◆ **EXCERPT PROVIDED**

It fast becomes clear that far more is going on here than your garden-variety smuggling. The complications faced by the officers in blue are soon folding one on top the other, all of it tangled up in the machinations of the Snow Queen and the intrigues of enigmatic offworlders.

Tangled Up In Blue is a stand-alone novel, so you don't have to know the other Tiamat books to enjoy this one. New readers may find it a bit hard at first to follow the world-building, but it comes together fast. The story pulled me in and kept me reading all night. It also made me want to read The Snow Queen again.

However, comparing Tangled Up In Blue to the The Snow Queen is like comparing a sapphire to a diamond. Both are gems, but different. The Snow Queen is a sweeping adventure in the tradition of The Heritage of Hastur, by Marion Zimmer Bradley, and Lord Valentine's Castle, by Robert Silverberg. Blue retains the emphasis on character and world-building of those books, but with less of the planetary sweep and more focus on the events unfolding in Carbuncle. It also has an edgier feel, bringing forward the action and mystery aspects of the plot.

◆ **YOUR TASKS**
(a) In the review of Tangled Up In Blue, which two gems are used to compare the novel with The Snow Queen?
(b) Return the portion of the Tangled Up In Blue review from "However, comparing Tangled" up to and including "of the plot.".
(c) Write the next part of the Tangled Up In Blue review, picking up after its final sentence.

◆ **DATASET EXCERPT**

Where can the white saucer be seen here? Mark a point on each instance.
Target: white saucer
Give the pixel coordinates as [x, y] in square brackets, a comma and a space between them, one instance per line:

◆ **ANSWERS**
(a) A sapphire and a diamond.

(b)
However, comparing Tangled Up In Blue to the The Snow Queen is like comparing a sapphire to a diamond. Both are gems, but different. The Snow Queen is a sweeping adventure in the tradition of The Heritage of Hastur, by Marion Zimmer Bradley, and Lord Valentine's Castle, by Robert Silverberg. Blue retains the emphasis on character and world-building of those books, but with less of the planetary sweep and more focus on the events unfolding in Carbuncle. It also has an edgier feel, bringing forward the action and mystery aspects of the plot.

(c)
This book combines a sensibility of today's science fiction with the best of the qualities that brought many of us to the genre. Vinge's work takes the sense of wonder that defines the top science fiction and blends it with a depth of world-building. At the same time, she has a gift for characterization. She can catch the bittersweet quality of human interaction and make a reader care about the people she creates. Subtly worked into the weave of her stories, those threads offer thoughtful insights into human nature.

If there was anything I wanted to see more of in Tangled Up In Blue, it was, well -- more. The story is complete, but the novel is on the short side. It leaves some tantalizing loose ends, encouraging the reader to hope that more of Vinge's rich Tiamat stories are yet to come.

Tangled Up In Blue has it all: a fast-paced plot that won't let go until its thrilling climax, clever ideas drawn from science, romantic interludes, a great cover by Michael Whelan, and a plot with more twists and turns than the exotic alleys of Carbuncle. Vinge has written another winner.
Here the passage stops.